Work required: The whole listing must be printed again without any alteration.

Data for processing:
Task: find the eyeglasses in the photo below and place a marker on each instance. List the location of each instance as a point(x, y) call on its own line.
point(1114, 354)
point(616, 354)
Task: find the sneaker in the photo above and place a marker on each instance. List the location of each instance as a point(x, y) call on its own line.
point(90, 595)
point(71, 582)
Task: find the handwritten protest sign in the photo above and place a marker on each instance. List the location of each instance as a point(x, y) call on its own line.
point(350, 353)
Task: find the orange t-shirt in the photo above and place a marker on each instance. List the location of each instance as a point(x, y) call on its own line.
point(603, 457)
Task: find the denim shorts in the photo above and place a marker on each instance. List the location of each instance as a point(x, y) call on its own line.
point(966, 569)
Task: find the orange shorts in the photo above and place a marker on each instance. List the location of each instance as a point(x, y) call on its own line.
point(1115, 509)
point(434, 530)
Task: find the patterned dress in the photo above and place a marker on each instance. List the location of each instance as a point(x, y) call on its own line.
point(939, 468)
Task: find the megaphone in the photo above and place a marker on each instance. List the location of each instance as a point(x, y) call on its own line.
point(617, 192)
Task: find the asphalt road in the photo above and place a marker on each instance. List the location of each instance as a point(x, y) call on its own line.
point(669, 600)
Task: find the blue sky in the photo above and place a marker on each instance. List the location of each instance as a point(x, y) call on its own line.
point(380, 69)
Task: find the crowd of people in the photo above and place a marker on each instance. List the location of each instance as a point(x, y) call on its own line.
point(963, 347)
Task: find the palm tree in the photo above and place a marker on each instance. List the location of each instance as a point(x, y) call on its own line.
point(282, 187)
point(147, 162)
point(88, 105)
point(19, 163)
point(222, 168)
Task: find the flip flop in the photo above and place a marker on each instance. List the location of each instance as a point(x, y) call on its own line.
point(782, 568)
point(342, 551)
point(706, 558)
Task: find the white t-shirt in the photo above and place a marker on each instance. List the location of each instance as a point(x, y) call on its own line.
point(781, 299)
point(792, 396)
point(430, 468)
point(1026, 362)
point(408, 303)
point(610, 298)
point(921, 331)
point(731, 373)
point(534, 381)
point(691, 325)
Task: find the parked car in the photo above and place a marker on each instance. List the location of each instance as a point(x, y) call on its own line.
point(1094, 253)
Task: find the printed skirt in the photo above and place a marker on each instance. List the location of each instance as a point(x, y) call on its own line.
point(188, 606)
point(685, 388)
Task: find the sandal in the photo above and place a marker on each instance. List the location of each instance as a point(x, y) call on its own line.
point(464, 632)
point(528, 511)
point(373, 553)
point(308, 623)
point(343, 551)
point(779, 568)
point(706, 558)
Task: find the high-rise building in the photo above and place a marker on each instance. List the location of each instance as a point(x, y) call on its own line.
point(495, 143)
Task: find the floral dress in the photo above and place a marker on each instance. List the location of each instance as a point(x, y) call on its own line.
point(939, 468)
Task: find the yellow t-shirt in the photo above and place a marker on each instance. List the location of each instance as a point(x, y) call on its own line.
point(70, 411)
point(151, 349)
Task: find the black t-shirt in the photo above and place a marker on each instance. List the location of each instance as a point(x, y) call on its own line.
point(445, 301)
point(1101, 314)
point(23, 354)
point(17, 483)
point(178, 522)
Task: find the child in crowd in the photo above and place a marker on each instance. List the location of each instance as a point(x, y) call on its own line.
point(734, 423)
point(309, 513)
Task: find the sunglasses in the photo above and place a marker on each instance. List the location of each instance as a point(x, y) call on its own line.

Response below:
Task: find the eyeglasses in the photo below and place a marker on each instance. List the location of each instance as a point(x, y) call on its own line.
point(1114, 354)
point(616, 354)
Task: find the sneaker in the photo above and place a marker on each instance. List the location of each instance as a point(x, y) call on its own line.
point(90, 595)
point(71, 582)
Task: find the handwritten protest sign in the photo above and place a marker on each instance. List the location of each instance as a point(x, y) call on its own line.
point(350, 353)
Task: find the orange t-shirt in the photo above and place a marker on each instance. List the location of each instance as a point(x, y) call on its own line.
point(603, 457)
Task: find the denim shorts in the photo above and place a marker on each instance. List the location of each instance as a point(x, y) call on its own line.
point(966, 569)
Task: find the orange shorts in the photo above and place a marker on each instance. List the location of each instance as a point(x, y) call on its own line.
point(1115, 509)
point(434, 530)
Task: find the patterned dress in the photo above and place a marker on each instance. List the location of each instance as a point(x, y) call on its own line.
point(939, 468)
Task: find the megaphone in the photo above and place a marker on each instance. List the location of each instance as a point(x, y) call on its own line.
point(617, 192)
Task: find the asphalt road in the photo above and place a marker on each instance. List the location of each instance as a point(x, y) call on its own line.
point(669, 600)
Task: find the blue sky in the photo above and place a marker on each instance. List the location of each instance as a point(x, y) call on its own line.
point(380, 69)
Task: find the crowd of people in the photo above and place a marker on each instance. List the location of each instance as a point(x, y) call on its own line.
point(963, 347)
Task: find the palm tree in the photo above and place a marker on each instance. List the location of each instance as a point(x, y) call on its own line.
point(282, 187)
point(147, 162)
point(88, 105)
point(19, 163)
point(222, 168)
Task: find the flip flop in the photo above and place a marker on each instance. List the location of each instance as a point(x, y) call on its own line.
point(782, 568)
point(342, 551)
point(706, 558)
Task: find the white t-shirt in the photo above and place a marker on each instance. List the location of each instance as a point(x, y) call on its own line.
point(781, 299)
point(792, 396)
point(430, 468)
point(1026, 362)
point(408, 303)
point(610, 298)
point(921, 331)
point(731, 373)
point(534, 381)
point(691, 325)
Task: find the parked car in the photo above and place a marker on each instance. List the location of each instance as a point(x, y) call on its own line.
point(1094, 253)
Task: find the printed skirt in the photo above and place a marker on each instance. List the location of each instance as a point(x, y) call on its own line.
point(188, 606)
point(685, 388)
Task: find the sandal in the photo above and place a marker on each instance. List the location of each instance as a point(x, y) call on its own line.
point(464, 632)
point(528, 511)
point(373, 553)
point(308, 623)
point(343, 551)
point(779, 568)
point(706, 558)
Task: find the high-rise building in the photo above and place a marker on each instance. List the location of each instance as a point(x, y) call on its own line.
point(495, 143)
Task: find the floral dress in the photo above and place a marker on each instance. List the location of each instance as a point(x, y) call on its own line.
point(939, 468)
Task: find the yellow t-shirt in the photo above and place a marker on each instance. List the location of each instance as a point(x, y) call on its own line.
point(70, 411)
point(151, 349)
Task: find the black t-shirt in the photo above and place a marker on each instance. List the location of each instance as a point(x, y) call on its own line.
point(445, 301)
point(1101, 314)
point(23, 354)
point(17, 483)
point(178, 522)
Task: find the child in crowd in the photo above and place a marker on each instance. List the location of each instance as a point(x, y) call on its own line.
point(734, 423)
point(309, 513)
Task: find the sunglasses in the photo above and place a marker on each instance. List the location of each instance as a point(x, y) call on its own line.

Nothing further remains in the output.